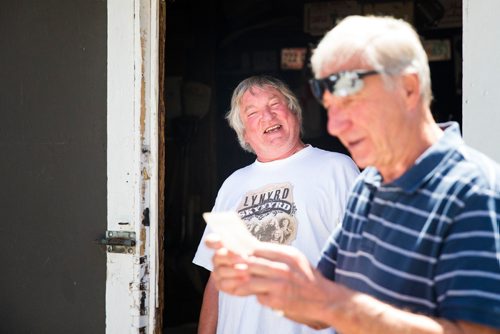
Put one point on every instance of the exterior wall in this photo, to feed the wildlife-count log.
(53, 166)
(481, 76)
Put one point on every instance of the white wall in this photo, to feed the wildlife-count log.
(481, 76)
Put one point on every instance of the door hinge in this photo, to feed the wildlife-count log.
(119, 242)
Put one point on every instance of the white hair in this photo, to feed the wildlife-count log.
(388, 45)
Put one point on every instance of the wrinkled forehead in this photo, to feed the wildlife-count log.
(263, 93)
(339, 64)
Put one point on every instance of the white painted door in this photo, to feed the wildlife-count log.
(132, 158)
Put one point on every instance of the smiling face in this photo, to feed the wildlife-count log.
(271, 129)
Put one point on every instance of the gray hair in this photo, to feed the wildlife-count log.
(388, 45)
(260, 81)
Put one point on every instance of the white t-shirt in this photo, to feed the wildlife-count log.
(296, 201)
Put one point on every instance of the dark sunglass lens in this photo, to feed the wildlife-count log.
(317, 88)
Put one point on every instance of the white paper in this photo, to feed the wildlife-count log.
(232, 231)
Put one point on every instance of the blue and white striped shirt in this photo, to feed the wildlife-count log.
(429, 241)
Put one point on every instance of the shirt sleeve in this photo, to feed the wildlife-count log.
(468, 271)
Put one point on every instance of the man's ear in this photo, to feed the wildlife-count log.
(411, 86)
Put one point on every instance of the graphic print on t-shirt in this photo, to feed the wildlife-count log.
(269, 213)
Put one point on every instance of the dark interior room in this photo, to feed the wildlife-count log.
(210, 46)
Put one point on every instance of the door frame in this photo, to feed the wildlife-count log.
(132, 293)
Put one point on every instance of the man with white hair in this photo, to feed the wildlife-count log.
(419, 248)
(293, 194)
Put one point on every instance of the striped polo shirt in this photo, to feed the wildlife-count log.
(429, 241)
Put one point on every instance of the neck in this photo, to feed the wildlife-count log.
(282, 155)
(415, 141)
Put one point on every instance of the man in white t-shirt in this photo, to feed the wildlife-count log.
(292, 194)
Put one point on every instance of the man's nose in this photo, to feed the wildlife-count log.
(268, 114)
(338, 116)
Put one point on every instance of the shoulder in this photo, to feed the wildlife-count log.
(476, 170)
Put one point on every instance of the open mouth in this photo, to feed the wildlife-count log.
(272, 128)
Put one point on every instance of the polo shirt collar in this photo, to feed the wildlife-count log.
(425, 165)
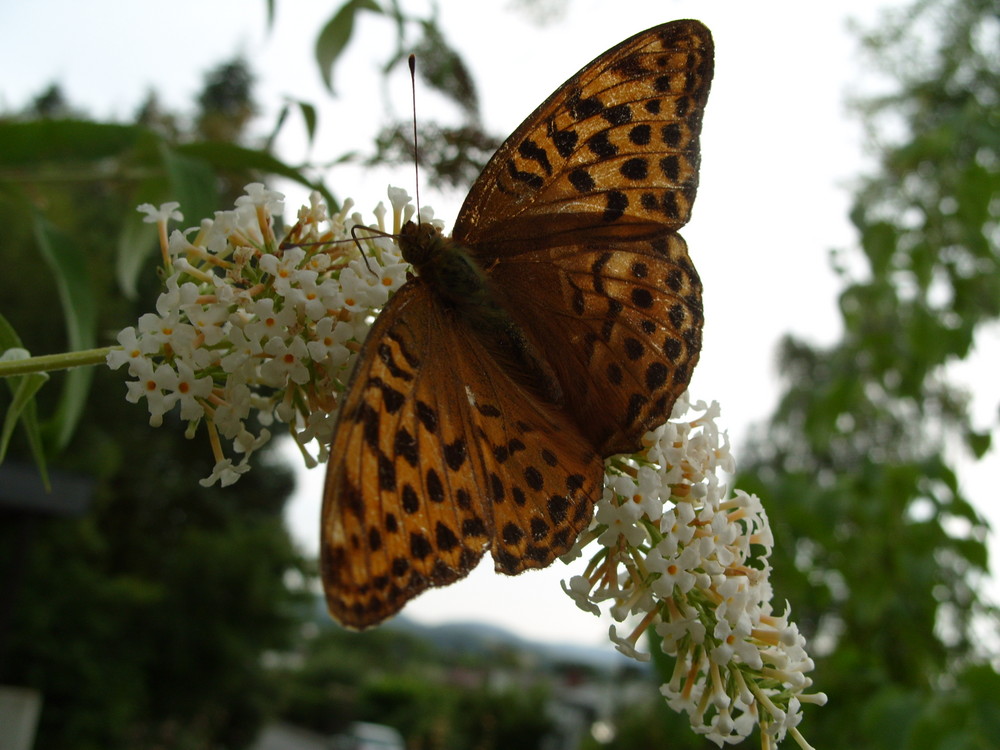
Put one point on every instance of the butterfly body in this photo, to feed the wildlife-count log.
(558, 325)
(463, 286)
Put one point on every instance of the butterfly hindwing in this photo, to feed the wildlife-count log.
(559, 325)
(438, 455)
(613, 152)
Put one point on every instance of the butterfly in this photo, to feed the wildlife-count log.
(556, 326)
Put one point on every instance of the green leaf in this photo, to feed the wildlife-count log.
(336, 34)
(30, 143)
(309, 115)
(23, 389)
(76, 295)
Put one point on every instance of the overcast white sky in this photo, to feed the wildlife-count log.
(779, 148)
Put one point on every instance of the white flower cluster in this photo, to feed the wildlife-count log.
(250, 324)
(691, 562)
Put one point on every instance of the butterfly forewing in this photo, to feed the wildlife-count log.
(454, 436)
(621, 325)
(613, 152)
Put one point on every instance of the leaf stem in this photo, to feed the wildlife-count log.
(51, 362)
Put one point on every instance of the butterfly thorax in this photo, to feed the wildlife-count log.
(448, 269)
(456, 278)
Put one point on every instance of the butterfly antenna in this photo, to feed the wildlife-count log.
(412, 62)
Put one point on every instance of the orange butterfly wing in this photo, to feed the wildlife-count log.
(575, 220)
(438, 455)
(612, 153)
(442, 449)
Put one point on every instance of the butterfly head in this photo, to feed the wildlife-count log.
(420, 243)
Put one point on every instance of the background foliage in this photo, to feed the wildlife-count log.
(880, 551)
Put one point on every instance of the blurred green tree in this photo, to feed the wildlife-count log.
(879, 548)
(144, 621)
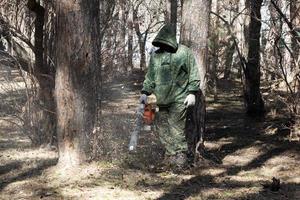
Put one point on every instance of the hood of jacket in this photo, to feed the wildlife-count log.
(166, 37)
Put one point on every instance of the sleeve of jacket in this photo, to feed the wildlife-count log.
(194, 77)
(149, 84)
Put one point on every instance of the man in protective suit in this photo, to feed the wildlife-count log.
(173, 78)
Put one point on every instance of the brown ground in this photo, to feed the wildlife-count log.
(251, 151)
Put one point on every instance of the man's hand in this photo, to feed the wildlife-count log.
(190, 100)
(143, 99)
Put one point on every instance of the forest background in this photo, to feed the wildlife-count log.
(71, 72)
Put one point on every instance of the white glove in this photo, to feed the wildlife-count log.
(190, 100)
(143, 99)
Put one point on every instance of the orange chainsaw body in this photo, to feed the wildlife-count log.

....

_WHAT YOU SHOULD DO_
Copy all of the data above word for word, leaving out the pictures.

_EXPECTED OUTPUT_
Put one point on every instance of the exterior wall in this photo, to feed the wildlife-count log.
(53, 166)
(481, 76)
Put one point on every instance of the white wall in this photo, to feed the wildlife-count log.
(481, 76)
Put one point on every instance of the door hinge in this photo, to feed the wildlife-count log.
(119, 242)
Put one point on every instance of the white hair in this photo, to feed the wildlife-count log.
(388, 45)
Put one point on every instance of the wrinkled forehead in this photo, to feed the wildlife-count log.
(263, 93)
(339, 64)
Put one point on every instance of the white painted door in this photo, to feed the wildlife-count log.
(132, 158)
Put one point on every instance of the smiling face in this photo, to feed the wildlife-count log.
(271, 129)
Put one point on every instance of the gray hair in this photo, to feed the wildlife-count log.
(388, 45)
(260, 81)
Put one point on every instance of the white t-shirt in this photo, to feed the wildlife-count log.
(296, 201)
Put one point on every instance of the dark sunglass lens in this photo, to feed the wildlife-count log.
(317, 88)
Put one point on every instance of the white paper in this photo, to feed the wildlife-count log.
(232, 231)
Put one point on every instance of the blue and white striped shirt in this photo, to feed the wildlife-count log.
(429, 241)
Put one point on every instance of the shirt sleeve in this photo, to feed the wildlife-count log.
(468, 271)
Put one point on every instance of the man's ear in this photo, to feed the wildlife-count log.
(411, 86)
Put one point on every instance of the graphic print on t-shirt in this photo, to feed the wildlife-count log.
(269, 213)
Put one point on every instance of the dark interior room in this photo, to feed the wildlife-count log.
(210, 46)
Put one point on every instance of the door frame in this photo, to feed the wildlife-count log.
(132, 293)
Put one point on every instance of the man with white hair in this photo, to feed the wildlife-count log.
(419, 248)
(293, 194)
Put one point on every instance of the striped polo shirt in this photo, to feed the wildlife-count log.
(429, 241)
Put one point on every instance of the neck in this photo, to feed the wildlife-count log.
(282, 155)
(415, 141)
Put one point on every instance of the man in white t-shirt in this photo, to feed the wildlife-count log.
(292, 194)
Put one point on every instance of the man's nose in this photo, to feed the wildlife-count log.
(268, 114)
(338, 116)
Put one point on every instance of the shoulder in this photo, to feed the wildlife-count log.
(476, 170)
Put one point on every instance of the open mouth in this photo, to feed the wildlife-count log.
(272, 128)
Put one point on every instance of the polo shirt collar in this photo, to feed the wildlife-count log.
(425, 165)
Put one point on every instance of the butterfly body in this photo, to feed the wildlife-count log.
(558, 325)
(463, 286)
Put one point on every instance of the butterfly hindwing in this photo, to feed the wildlife-count log.
(559, 325)
(438, 455)
(613, 152)
Put one point on every instance of the butterfly in this photo, to feed the wildlife-count log.
(556, 326)
Put one point on every instance of the green leaf in this photo, to feed the wildlife-count log.
(336, 34)
(30, 143)
(309, 115)
(23, 389)
(76, 295)
Put one point on every instance of the overcast white sky in this photo, to feed the wildlife-count log.
(779, 148)
Put one point on every instance of the white flower cluster in this photo, to feed the wildlife-count log.
(250, 324)
(691, 562)
Put one point on every instance of the butterfly forewing in this photo, to feed the wildlife-count log.
(454, 436)
(621, 325)
(613, 152)
Put one point on every instance of the leaf stem in this photo, to feed the wildlife-count log.
(51, 362)
Put one point on every instance of the butterfly thorax in this photo, to feed the wildlife-count log.
(448, 269)
(456, 278)
Put one point on every instance of the butterfly antenna in this photo, to feed the wildlife-count log.
(412, 62)
Put one point on every instance of the orange butterfly wing in this photo, to feed the wildlife-count log.
(575, 220)
(438, 455)
(612, 153)
(442, 449)
Put one point on every instance of the butterfly head in this photo, to feed the wildlife-count log.
(420, 243)
Put one point on every instance of the background foliage in this photo, to feed the wildlife-count log.
(880, 551)
Put one point on every instance of the blurred green tree in this photo, to feed the wildlife-count log.
(879, 548)
(144, 621)
Put one point on every instance of the hood of jacket in this photo, to feed the wildlife-count log.
(166, 37)
Put one point on every instance of the sleeve of jacket in this photo, to feed the wildlife-count log.
(194, 77)
(149, 84)
Put one point on every instance of the man in protective suit in this photo, to feed the wildlife-count log.
(173, 78)
Put one point on every instance of the brown ground in this photo, to feed the wildlife-count log.
(251, 151)
Put one point on every instance of the man's hand in this photo, to feed the wildlife-count log.
(190, 100)
(143, 99)
Put one point on every instance of the forest background in this photo, to feed the wildlife-count log.
(71, 72)
Put one point on every instance of the white glove in this photo, to feed the wildlife-count log.
(190, 100)
(143, 99)
Put one point on every instance of the orange chainsaw body in this photo, to feed the wildlife-count log.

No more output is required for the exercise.